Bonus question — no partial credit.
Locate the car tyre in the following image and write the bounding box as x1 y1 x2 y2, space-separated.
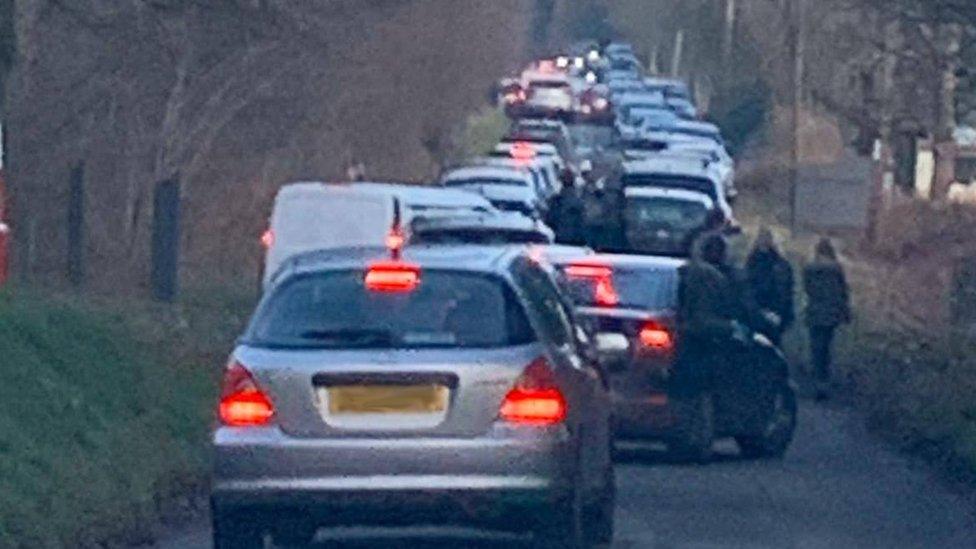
584 463 616 545
212 510 265 549
533 484 586 548
668 393 715 463
737 382 797 459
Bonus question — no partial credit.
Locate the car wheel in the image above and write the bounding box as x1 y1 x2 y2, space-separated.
533 484 586 548
212 510 265 549
736 382 797 459
584 464 616 545
668 393 715 463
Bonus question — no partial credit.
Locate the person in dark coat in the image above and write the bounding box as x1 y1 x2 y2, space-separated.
675 233 749 395
803 237 851 400
550 171 586 245
582 179 609 250
745 227 795 345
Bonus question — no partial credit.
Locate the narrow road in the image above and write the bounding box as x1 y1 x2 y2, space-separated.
150 401 976 548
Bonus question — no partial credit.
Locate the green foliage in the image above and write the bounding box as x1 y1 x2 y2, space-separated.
562 0 614 42
0 288 249 547
450 107 510 164
709 79 772 154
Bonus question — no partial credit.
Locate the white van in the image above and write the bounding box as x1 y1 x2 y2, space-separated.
262 182 495 287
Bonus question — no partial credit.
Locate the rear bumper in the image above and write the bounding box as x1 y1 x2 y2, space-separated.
211 424 574 525
613 392 677 440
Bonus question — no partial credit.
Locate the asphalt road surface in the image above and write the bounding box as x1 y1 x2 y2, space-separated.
150 401 976 549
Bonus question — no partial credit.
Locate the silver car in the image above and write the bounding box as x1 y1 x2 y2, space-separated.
211 245 615 548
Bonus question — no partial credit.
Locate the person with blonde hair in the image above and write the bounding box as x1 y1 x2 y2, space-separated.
802 237 851 400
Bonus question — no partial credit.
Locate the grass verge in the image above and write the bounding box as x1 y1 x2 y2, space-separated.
0 284 253 548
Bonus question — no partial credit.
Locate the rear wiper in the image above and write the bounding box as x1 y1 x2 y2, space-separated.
297 329 396 347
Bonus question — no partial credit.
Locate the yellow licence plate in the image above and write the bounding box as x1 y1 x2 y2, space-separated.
327 385 449 415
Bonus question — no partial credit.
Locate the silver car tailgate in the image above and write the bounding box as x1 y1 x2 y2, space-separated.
235 344 542 439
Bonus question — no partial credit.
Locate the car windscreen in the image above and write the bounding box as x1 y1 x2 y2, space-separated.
558 265 679 311
444 177 527 188
624 196 710 232
625 107 672 125
623 174 717 200
247 270 534 349
413 229 550 245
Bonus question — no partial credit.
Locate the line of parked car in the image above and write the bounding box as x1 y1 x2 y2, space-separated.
213 40 796 548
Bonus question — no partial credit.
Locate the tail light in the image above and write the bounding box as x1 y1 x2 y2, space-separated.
260 228 274 249
639 321 674 352
565 263 619 307
499 357 567 426
593 277 620 307
219 361 274 427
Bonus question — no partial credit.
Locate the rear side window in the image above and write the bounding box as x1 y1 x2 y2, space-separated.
512 260 576 347
413 229 550 245
247 270 534 349
558 265 679 311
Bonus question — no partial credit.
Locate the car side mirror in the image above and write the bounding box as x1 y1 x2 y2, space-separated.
724 223 743 236
595 332 630 373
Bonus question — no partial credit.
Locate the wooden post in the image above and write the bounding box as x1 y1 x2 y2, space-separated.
671 30 684 78
787 0 804 232
151 178 181 302
723 0 737 67
866 18 900 242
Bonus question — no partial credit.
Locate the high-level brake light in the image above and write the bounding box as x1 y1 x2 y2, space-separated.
499 357 567 426
364 261 421 293
510 142 537 162
564 264 612 280
219 361 275 427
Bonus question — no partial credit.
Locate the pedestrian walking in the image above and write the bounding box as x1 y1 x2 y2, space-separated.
745 227 795 345
803 237 851 400
550 170 586 245
582 179 609 250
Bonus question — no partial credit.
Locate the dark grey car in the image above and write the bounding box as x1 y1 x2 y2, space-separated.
547 253 797 463
211 246 614 548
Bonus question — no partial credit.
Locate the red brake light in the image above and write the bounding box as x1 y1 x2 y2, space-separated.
260 228 274 249
364 261 420 292
639 321 674 351
593 277 620 307
499 357 567 426
510 142 537 161
219 362 274 427
564 263 619 307
564 264 612 280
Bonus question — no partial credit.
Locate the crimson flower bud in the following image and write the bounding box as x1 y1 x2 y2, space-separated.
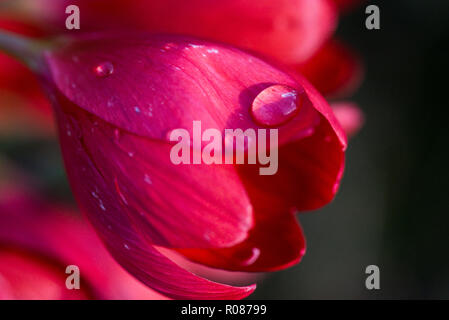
******************************
_What needs to be done_
A verbatim copy of the material is needed; pictures are not to appear in it.

_Task response_
Bonus question — no partial credit.
Locate the car tyre in the following image and write the bounding box as x1 y1 x2 y2, space-separated.
584 463 616 545
212 510 265 549
533 484 586 548
668 393 715 463
737 382 797 459
Bonus question — no partial credit.
Locate the car wheel in the image above and write the bounding box as x1 y1 x2 y2, space-separated.
533 484 586 548
212 510 265 549
736 382 797 459
584 464 616 545
668 393 715 463
Bonus question — no partial credit.
Locate the person in dark coat in the image above and write the bounding box as x1 y1 x2 y2, space-separated.
675 233 749 395
803 237 851 400
550 171 586 245
582 179 609 250
745 227 795 345
Bonus question — no partial credit.
Locate the narrow road in the image above and write the bounding box as x1 y1 x2 y2, space-separated.
150 401 976 548
Bonus question — no partial credit.
Locate the green foliage in the image above and write the bounding box as x1 y1 x2 y2, space-separated.
562 0 614 42
0 288 249 547
450 107 510 164
709 79 772 154
Bonus question — no partial credit.
Locate the white van in the image above and write the bounding box as x1 y1 x2 y2, space-separated.
262 182 495 287
Bonus question — no partial credit.
Locate the rear bumper in the image above and write the bounding box as x1 y1 x2 y2, space-separated.
211 424 574 525
613 392 677 440
Bonus question — no partial credit.
Locate the asphalt road surface in the image above and write the bounding box as x1 y1 x2 y2, space-separated.
150 401 976 549
Bonus question — no partial credit.
Locate the silver car in the image above and write the bounding box as x1 y1 x2 y2, space-separated.
211 245 615 548
Bonus question — no partial credit.
Locate the person with blonde hair in the image above and write the bounding box as x1 y1 x2 y2, space-separated.
802 237 851 400
Bonus question — no partial credit.
Locate the grass verge in the image above and write the bounding box as x1 y1 x2 y2, space-separated.
0 284 253 548
Bonus question — no partial credit.
Locate the rear wiper in the image above and write the bounding box as x1 y1 x2 y2, space-separated.
297 329 396 347
Bonus question — no partial credit.
Locate the yellow licence plate in the image above and write the bounding box as x1 y1 x2 y2, space-separated.
327 385 449 415
Bonus question — no partial credit.
Locate the silver car tailgate in the image above and write the bounding box as x1 y1 x2 y2, space-separated.
235 344 542 439
Bonus question — no partial credit.
Locate the car windscreen in the image above and write the bounding box as x1 y1 x2 y2, space-separated.
558 265 679 311
444 177 527 188
624 196 710 232
625 107 672 125
623 174 717 200
247 270 534 349
413 229 550 245
Bonus question — no partial credit.
Locate the line of parked car in the image above and write the bounding box as x1 y1 x2 y2, space-separated.
213 40 796 548
Bonus question — no partial credit.
Locate the tail light in the image above and write the bounding box as x1 y1 x2 y2, space-separated.
260 228 274 249
639 321 674 352
565 263 619 307
499 357 567 426
593 277 620 307
219 361 274 427
Bonus question — no partial credit.
Locate the rear side window in the image above and write the bounding box as x1 y1 x2 y2, space-separated.
512 260 576 347
413 229 550 245
247 270 534 349
558 265 679 311
Bonus question — no partial credit.
Locate the car side mirror in the image above and write the bounding box as x1 y1 x2 y2, space-separated.
724 223 743 236
595 332 630 373
Bonus question — no partial credit.
Locate the wooden post in the image above and write the bounding box as x1 y1 x2 y2, space-separated.
671 30 684 78
787 0 804 232
151 178 181 302
723 0 737 67
866 18 900 242
Bonus question — no partial credit.
Locate the high-level brake light in the image above and write the bounding box as x1 y1 x2 y2, space-separated.
499 357 567 426
364 261 421 293
510 142 537 162
564 264 612 280
219 361 275 427
Bonus question — no partial credit.
Locate the pedestrian walking in the image above and write the bounding box as x1 y1 x2 y2, space-separated.
745 227 795 345
803 237 851 400
550 170 586 245
582 179 609 250
Bonus question — no partial credit.
Locate the dark grey car in the image above and write the bounding box as x1 y1 x2 y2, space-separated.
547 253 797 463
211 246 614 548
Bonus question — no partial credit.
Locate the red brake light in the image above and write the bounding box as x1 y1 x2 y2, space-separated.
260 228 274 249
364 261 420 292
639 321 674 351
593 277 620 307
499 357 567 426
510 142 537 161
219 362 274 427
564 263 619 307
564 264 612 280
Bonus question — no partial credit.
Locate the crimson flower bud in the following image and write the bounding box as x1 y1 x2 y2, space-separated.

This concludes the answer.